• Required work: Only the lines from the one containing "Draw the outline of every instance of the green" through the end of the material are to be echoed, each exactly as it appears.

• Boundary labeling items:
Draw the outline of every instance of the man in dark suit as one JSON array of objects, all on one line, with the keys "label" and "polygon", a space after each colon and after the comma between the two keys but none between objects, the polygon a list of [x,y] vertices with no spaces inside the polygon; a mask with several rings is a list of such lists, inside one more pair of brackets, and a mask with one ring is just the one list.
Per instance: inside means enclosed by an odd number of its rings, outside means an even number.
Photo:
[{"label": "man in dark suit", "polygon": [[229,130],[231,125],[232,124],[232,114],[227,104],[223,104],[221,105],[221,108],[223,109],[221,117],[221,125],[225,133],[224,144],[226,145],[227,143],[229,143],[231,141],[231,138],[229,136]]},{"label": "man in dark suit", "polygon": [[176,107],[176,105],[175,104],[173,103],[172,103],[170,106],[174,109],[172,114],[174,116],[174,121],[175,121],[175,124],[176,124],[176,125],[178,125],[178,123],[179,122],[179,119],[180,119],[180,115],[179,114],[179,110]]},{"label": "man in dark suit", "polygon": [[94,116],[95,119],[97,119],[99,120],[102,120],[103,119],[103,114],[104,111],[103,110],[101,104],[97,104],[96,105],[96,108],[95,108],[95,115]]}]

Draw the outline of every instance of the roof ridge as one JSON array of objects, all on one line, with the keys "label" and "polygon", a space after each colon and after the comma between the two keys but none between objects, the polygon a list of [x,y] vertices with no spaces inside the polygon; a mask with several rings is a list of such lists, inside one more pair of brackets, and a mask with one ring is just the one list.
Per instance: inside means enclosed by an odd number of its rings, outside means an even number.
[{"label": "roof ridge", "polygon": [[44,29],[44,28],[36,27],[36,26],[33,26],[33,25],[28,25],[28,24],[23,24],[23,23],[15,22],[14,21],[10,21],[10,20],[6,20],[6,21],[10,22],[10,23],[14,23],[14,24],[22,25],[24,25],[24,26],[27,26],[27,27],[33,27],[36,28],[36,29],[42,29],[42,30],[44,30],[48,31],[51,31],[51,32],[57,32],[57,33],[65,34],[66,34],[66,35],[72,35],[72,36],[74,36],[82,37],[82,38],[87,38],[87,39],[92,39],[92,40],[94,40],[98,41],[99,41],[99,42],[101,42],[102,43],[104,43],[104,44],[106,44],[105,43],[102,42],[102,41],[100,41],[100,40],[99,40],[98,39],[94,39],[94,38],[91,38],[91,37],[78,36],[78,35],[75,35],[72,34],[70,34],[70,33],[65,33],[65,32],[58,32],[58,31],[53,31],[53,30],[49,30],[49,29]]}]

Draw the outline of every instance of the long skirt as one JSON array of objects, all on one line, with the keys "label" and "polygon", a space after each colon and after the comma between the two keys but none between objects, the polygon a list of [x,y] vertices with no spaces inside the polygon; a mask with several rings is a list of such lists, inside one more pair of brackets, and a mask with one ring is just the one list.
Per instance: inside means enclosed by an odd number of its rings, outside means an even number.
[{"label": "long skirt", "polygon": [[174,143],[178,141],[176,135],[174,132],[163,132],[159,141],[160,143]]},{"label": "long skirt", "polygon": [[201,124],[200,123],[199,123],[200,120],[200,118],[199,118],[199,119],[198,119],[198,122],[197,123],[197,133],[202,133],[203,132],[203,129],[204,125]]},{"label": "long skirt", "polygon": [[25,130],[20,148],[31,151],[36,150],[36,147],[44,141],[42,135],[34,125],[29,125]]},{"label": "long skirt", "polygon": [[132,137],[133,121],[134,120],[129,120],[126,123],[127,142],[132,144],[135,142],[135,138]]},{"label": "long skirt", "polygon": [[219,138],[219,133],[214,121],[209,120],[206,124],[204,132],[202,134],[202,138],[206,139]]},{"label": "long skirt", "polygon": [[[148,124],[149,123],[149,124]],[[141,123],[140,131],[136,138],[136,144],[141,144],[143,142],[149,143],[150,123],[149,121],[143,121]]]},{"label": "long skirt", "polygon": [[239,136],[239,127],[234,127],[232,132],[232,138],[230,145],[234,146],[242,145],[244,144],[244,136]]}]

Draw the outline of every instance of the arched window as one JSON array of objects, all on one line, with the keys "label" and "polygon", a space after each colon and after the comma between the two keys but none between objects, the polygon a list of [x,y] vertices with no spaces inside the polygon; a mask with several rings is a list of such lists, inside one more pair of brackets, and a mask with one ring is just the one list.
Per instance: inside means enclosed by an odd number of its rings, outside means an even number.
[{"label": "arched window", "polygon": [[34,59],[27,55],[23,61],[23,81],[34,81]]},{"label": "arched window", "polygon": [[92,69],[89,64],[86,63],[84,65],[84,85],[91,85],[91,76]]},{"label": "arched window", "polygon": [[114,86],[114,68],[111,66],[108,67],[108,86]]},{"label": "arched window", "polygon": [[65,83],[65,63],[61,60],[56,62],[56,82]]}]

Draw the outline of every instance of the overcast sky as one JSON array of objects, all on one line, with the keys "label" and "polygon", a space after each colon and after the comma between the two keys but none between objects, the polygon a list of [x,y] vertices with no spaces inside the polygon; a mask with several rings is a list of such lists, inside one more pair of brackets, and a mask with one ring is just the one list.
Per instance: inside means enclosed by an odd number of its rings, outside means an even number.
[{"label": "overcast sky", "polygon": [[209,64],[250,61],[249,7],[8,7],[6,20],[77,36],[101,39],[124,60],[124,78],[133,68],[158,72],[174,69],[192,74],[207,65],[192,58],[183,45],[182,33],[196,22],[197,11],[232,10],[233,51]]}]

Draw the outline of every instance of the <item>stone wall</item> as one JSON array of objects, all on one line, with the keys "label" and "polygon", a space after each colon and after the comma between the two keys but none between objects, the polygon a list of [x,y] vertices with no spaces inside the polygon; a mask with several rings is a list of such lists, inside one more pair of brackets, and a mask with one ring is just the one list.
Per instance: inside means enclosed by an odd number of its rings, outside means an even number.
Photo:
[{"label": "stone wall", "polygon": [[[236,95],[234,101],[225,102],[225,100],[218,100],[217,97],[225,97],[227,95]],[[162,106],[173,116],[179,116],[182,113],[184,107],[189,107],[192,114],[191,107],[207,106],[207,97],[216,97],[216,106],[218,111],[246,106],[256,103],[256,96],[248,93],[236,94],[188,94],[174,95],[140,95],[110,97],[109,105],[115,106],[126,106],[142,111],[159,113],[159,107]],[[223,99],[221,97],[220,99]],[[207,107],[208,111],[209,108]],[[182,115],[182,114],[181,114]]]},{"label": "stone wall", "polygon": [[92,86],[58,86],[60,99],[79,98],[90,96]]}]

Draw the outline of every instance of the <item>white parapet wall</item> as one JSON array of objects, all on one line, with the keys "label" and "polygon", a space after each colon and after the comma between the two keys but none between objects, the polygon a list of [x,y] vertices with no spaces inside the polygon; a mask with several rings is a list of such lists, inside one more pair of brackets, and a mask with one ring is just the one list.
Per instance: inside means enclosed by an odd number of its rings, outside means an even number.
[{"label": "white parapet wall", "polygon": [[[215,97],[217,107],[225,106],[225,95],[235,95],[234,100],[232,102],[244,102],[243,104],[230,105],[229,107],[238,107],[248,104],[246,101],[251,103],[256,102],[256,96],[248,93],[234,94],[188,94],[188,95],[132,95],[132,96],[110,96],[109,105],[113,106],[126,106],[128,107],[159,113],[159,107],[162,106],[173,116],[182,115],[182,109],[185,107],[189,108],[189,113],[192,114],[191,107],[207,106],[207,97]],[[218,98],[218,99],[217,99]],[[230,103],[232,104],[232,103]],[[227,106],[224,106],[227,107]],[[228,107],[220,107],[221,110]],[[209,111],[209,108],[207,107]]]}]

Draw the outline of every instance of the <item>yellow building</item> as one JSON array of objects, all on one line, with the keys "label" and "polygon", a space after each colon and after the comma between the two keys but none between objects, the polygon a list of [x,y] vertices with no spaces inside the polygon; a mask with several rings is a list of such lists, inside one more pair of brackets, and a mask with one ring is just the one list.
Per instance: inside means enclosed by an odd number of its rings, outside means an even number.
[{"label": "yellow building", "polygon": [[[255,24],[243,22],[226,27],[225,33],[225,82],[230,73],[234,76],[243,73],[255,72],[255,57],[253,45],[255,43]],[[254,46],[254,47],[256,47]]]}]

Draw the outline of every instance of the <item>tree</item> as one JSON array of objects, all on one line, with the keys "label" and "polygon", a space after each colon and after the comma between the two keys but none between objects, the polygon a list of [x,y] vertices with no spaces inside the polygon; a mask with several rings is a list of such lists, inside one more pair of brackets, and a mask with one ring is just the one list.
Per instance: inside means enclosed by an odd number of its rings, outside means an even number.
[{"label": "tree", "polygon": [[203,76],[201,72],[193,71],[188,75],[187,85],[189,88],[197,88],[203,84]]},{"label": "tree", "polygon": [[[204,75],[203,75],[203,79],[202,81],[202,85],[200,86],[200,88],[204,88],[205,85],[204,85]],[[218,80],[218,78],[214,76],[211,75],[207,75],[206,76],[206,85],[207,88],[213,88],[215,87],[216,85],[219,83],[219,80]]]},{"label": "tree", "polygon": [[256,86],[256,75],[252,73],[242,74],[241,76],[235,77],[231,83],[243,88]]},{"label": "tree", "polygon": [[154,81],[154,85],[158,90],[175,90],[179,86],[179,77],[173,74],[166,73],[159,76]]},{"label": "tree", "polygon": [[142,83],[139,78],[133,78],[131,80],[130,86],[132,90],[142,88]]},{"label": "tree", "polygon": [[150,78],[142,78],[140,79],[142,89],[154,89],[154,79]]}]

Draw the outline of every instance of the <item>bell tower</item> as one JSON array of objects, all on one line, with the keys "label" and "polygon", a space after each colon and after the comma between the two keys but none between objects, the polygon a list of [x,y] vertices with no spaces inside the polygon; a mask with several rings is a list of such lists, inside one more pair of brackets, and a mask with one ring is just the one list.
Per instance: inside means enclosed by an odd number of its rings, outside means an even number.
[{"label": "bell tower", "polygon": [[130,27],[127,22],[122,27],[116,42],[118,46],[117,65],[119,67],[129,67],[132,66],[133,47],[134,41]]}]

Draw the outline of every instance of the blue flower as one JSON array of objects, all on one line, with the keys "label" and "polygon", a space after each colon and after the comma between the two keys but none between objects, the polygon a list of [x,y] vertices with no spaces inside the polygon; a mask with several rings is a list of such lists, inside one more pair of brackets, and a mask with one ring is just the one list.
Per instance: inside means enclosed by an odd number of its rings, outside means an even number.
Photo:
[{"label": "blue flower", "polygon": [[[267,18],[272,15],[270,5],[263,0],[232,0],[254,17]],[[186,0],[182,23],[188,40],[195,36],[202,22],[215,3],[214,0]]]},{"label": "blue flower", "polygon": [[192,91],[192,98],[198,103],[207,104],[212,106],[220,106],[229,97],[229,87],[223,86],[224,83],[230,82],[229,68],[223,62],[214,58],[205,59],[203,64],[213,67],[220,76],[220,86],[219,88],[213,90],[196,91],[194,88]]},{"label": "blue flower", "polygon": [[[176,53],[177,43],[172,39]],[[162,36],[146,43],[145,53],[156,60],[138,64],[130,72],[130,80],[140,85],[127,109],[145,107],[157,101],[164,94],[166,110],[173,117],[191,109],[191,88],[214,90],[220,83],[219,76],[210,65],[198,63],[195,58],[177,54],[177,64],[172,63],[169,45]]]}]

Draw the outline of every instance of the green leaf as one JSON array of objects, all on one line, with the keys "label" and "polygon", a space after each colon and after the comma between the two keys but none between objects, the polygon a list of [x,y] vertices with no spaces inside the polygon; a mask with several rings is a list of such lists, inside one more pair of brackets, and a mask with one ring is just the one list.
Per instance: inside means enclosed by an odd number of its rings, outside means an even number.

• Output:
Draw the outline of every instance of the green leaf as one JSON array of objects, all on one line, with the keys "label" and "polygon", a space after each colon and after the comma between the two keys but none between objects, the polygon a list of [x,y] vertices with no spaces inside the polygon; a mask with several rings is a list of such lists, inside one more pair of brackets, and a mask with one ring is just the one list.
Per instance: inside means enclosed by an odd number of its rings, outside means an even number.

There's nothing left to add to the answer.